--- Task input ---

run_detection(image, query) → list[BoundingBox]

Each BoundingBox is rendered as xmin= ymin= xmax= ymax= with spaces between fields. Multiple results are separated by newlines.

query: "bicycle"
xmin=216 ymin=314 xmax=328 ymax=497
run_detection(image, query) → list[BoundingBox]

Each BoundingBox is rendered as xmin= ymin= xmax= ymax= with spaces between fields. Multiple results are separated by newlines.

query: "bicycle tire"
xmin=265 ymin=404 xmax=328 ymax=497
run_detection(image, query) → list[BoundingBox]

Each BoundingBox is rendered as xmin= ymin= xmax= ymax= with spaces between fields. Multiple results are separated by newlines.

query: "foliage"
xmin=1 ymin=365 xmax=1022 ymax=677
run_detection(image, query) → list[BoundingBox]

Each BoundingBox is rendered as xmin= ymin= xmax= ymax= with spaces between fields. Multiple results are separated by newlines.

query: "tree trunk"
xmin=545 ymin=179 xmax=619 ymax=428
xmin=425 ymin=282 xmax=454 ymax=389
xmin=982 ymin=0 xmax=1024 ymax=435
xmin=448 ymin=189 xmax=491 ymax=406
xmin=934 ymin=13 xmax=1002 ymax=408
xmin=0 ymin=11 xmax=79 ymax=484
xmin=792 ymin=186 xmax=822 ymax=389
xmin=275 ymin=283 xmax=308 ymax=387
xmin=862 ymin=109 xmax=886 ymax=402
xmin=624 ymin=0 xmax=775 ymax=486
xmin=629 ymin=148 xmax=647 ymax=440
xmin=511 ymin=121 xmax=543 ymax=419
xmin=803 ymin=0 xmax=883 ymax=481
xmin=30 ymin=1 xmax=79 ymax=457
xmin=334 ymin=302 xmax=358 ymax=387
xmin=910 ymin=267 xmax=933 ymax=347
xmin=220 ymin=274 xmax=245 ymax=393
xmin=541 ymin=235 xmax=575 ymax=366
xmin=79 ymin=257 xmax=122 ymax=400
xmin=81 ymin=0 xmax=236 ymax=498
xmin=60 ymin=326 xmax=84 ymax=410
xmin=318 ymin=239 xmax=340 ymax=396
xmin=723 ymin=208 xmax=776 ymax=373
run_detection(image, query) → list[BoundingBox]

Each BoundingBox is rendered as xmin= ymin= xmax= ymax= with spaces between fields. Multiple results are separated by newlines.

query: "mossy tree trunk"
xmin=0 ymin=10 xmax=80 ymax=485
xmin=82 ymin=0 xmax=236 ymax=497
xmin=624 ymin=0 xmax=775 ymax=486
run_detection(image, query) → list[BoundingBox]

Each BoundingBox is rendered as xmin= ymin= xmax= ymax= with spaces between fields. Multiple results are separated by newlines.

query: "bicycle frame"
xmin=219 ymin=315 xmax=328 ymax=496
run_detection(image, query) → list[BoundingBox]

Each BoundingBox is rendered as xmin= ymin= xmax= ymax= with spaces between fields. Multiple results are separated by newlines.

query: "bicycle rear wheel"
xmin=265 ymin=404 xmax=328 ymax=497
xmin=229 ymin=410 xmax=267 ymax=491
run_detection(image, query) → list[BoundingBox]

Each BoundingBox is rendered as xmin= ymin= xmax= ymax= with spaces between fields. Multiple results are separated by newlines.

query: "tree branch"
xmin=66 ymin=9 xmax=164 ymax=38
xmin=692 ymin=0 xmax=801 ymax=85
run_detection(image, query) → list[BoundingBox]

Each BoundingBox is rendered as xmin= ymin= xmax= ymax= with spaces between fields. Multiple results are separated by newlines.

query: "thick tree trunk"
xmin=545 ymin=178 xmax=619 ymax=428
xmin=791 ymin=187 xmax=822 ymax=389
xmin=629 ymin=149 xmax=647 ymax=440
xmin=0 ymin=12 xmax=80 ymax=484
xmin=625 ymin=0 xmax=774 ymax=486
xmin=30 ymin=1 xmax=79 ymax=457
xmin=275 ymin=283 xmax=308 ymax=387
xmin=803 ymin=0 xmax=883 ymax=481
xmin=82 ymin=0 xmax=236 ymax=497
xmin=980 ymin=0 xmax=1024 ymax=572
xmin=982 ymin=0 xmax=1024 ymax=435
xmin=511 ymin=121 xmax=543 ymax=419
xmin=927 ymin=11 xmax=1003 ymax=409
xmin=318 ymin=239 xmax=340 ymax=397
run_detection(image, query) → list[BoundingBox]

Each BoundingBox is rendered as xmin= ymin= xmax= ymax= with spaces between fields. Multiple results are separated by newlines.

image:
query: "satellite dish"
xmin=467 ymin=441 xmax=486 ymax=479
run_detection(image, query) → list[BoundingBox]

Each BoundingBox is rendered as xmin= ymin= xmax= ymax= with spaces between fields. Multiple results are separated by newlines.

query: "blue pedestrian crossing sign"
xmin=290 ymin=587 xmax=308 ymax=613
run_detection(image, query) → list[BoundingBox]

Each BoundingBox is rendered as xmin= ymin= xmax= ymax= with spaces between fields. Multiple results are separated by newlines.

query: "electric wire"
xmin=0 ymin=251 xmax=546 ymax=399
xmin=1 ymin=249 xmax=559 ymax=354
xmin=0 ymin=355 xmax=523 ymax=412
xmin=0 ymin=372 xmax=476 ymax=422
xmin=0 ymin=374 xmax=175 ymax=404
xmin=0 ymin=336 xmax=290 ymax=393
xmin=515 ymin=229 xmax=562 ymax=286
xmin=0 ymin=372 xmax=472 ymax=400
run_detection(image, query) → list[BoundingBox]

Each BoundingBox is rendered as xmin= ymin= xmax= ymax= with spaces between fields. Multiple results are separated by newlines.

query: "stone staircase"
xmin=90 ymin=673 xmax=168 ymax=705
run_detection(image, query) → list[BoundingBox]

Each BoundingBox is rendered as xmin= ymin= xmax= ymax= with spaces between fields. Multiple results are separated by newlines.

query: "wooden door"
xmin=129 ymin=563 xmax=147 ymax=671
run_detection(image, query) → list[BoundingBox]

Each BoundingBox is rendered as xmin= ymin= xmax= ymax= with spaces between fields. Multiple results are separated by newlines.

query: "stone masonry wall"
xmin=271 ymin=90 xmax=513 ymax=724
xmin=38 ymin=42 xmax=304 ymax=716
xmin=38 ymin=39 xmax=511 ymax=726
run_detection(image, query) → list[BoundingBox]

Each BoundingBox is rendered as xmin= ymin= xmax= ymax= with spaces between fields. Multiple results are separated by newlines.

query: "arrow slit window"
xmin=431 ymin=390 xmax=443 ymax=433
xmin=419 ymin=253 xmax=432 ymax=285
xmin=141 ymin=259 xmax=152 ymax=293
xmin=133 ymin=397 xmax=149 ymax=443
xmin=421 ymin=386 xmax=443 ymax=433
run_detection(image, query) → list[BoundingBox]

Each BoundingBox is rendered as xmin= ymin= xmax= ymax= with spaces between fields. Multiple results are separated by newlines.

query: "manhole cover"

---

Give back the whole listing exactly as it reads.

Response to the exercise:
run_detection(image, query) → list[BoundingBox]

Each BoundingBox is rendered as xmin= ymin= xmax= ymax= with spaces between fields. Multiple results are separated by newlines.

query: "bicycle"
xmin=216 ymin=314 xmax=328 ymax=497
run_detection(image, query) → list[BoundingBox]

Each BoundingBox is rendered as xmin= ymin= xmax= ymax= with spaces between fields. Multiple results are separated by newlines.

query: "bicycle tire"
xmin=265 ymin=404 xmax=328 ymax=497
run_detection(image, query) → list[BoundingBox]

Each BoundingBox is rendered as xmin= ymin= xmax= ymax= with spaces between fields. Multiple results are separated by newlines.

query: "foliage"
xmin=1 ymin=365 xmax=1022 ymax=677
run_detection(image, query) → list[BoundingBox]

Each BoundingBox is rendered as xmin= ymin= xmax= ymax= with spaces between fields. Multiple results are separated by newlines.

query: "tree trunk"
xmin=545 ymin=179 xmax=619 ymax=428
xmin=425 ymin=282 xmax=454 ymax=389
xmin=982 ymin=0 xmax=1024 ymax=435
xmin=448 ymin=189 xmax=491 ymax=406
xmin=934 ymin=13 xmax=1002 ymax=408
xmin=0 ymin=11 xmax=79 ymax=484
xmin=792 ymin=186 xmax=822 ymax=389
xmin=275 ymin=283 xmax=308 ymax=387
xmin=862 ymin=109 xmax=886 ymax=402
xmin=624 ymin=0 xmax=775 ymax=486
xmin=629 ymin=148 xmax=647 ymax=440
xmin=511 ymin=121 xmax=543 ymax=419
xmin=803 ymin=0 xmax=883 ymax=481
xmin=30 ymin=1 xmax=79 ymax=457
xmin=334 ymin=302 xmax=358 ymax=387
xmin=910 ymin=267 xmax=933 ymax=347
xmin=220 ymin=274 xmax=245 ymax=393
xmin=541 ymin=235 xmax=575 ymax=366
xmin=79 ymin=257 xmax=122 ymax=400
xmin=81 ymin=0 xmax=236 ymax=498
xmin=60 ymin=326 xmax=84 ymax=410
xmin=318 ymin=239 xmax=340 ymax=396
xmin=723 ymin=208 xmax=776 ymax=373
run_detection(image, query) → list[BoundingBox]

Each BoundingBox is rendered as xmin= ymin= xmax= ymax= with spaces between fields. Multiple results are separated by newlines.

query: "mossy tree trunk"
xmin=0 ymin=10 xmax=80 ymax=485
xmin=82 ymin=0 xmax=236 ymax=497
xmin=624 ymin=0 xmax=775 ymax=486
run_detection(image, query) → list[BoundingBox]

Each BoundingBox is rendered as xmin= ymin= xmax= ymax= with spaces between fields. Multiple results are separated by newlines.

query: "bicycle frame"
xmin=219 ymin=315 xmax=328 ymax=496
run_detection(image, query) → list[BoundingBox]

Each BoundingBox is rendered as xmin= ymin= xmax= ymax= with spaces between fields. Multiple results are separated by newlines.

query: "bicycle rear wheel"
xmin=265 ymin=404 xmax=328 ymax=497
xmin=229 ymin=410 xmax=267 ymax=491
run_detection(image, query) → list[BoundingBox]

Each BoundingBox is rendered as xmin= ymin= xmax= ymax= with spaces between fields. Multiple results are separated by newlines.

query: "tree branch"
xmin=66 ymin=9 xmax=164 ymax=38
xmin=692 ymin=0 xmax=801 ymax=85
run_detection(image, query) → list[BoundingBox]

Each BoundingBox is rendered as xmin= ymin= xmax= ymax= with spaces between fields. Multiple results are separated by newlines.

query: "thick tree trunk"
xmin=545 ymin=178 xmax=619 ymax=428
xmin=791 ymin=187 xmax=822 ymax=389
xmin=629 ymin=149 xmax=647 ymax=440
xmin=0 ymin=12 xmax=80 ymax=484
xmin=625 ymin=0 xmax=774 ymax=486
xmin=30 ymin=1 xmax=79 ymax=457
xmin=275 ymin=283 xmax=308 ymax=387
xmin=803 ymin=0 xmax=883 ymax=481
xmin=82 ymin=0 xmax=236 ymax=497
xmin=980 ymin=0 xmax=1024 ymax=572
xmin=982 ymin=0 xmax=1024 ymax=435
xmin=511 ymin=121 xmax=543 ymax=419
xmin=927 ymin=11 xmax=1003 ymax=409
xmin=318 ymin=239 xmax=340 ymax=397
run_detection(image, query) → list[BoundingBox]

Each BoundingBox is rendered as xmin= ymin= xmax= ymax= with spaces between fields. Multiple results are separated by newlines.

image:
query: "satellite dish"
xmin=467 ymin=441 xmax=486 ymax=479
run_detection(image, query) → list[BoundingBox]

Each BoundingBox is rendered as xmin= ymin= xmax= ymax= with spaces between fields. Multiple results are separated by newlines.

query: "blue pedestrian crossing sign"
xmin=290 ymin=587 xmax=308 ymax=613
run_detection(image, query) → list[BoundingBox]

Each BoundingBox is rendered as xmin= ymin= xmax= ymax= with spaces between fields. Multiple results are separated by newlines.

query: "electric wire"
xmin=0 ymin=251 xmax=546 ymax=399
xmin=1 ymin=249 xmax=559 ymax=354
xmin=0 ymin=355 xmax=523 ymax=412
xmin=0 ymin=372 xmax=476 ymax=422
xmin=0 ymin=374 xmax=175 ymax=404
xmin=0 ymin=336 xmax=290 ymax=393
xmin=515 ymin=229 xmax=562 ymax=286
xmin=0 ymin=372 xmax=472 ymax=400
run_detection(image, query) → list[BoundingBox]

Each BoundingBox is rendered as xmin= ymin= xmax= ymax= with spaces between fields. Multiple results are separated by newlines.

query: "stone staircase"
xmin=90 ymin=673 xmax=168 ymax=705
run_detection(image, query) → list[BoundingBox]

Each BoundingBox is rendered as xmin= ymin= xmax= ymax= with spaces between fields. Multiple results are separated by newlines.

query: "wooden door"
xmin=129 ymin=563 xmax=147 ymax=671
run_detection(image, query) → list[BoundingBox]

Each BoundingBox is rendered as xmin= ymin= xmax= ymax= with spaces between fields. Multiple results are separated by newlines.

query: "stone masonry wall"
xmin=271 ymin=90 xmax=513 ymax=724
xmin=38 ymin=42 xmax=304 ymax=716
xmin=38 ymin=39 xmax=511 ymax=726
run_detection(image, query) → list[BoundingBox]

Each BoundingBox is rendered as xmin= ymin= xmax= ymax= with spaces between fields. Multiple results are separated by newlines.

query: "arrow slit window"
xmin=431 ymin=390 xmax=443 ymax=433
xmin=419 ymin=253 xmax=432 ymax=285
xmin=141 ymin=259 xmax=152 ymax=293
xmin=133 ymin=397 xmax=149 ymax=443
xmin=421 ymin=386 xmax=443 ymax=433
run_detection(image, query) → list[BoundingBox]

Each BoundingBox is rendered as xmin= ymin= xmax= ymax= with spaces between fields. Multiple results are separated by newlines.

query: "manhole cover"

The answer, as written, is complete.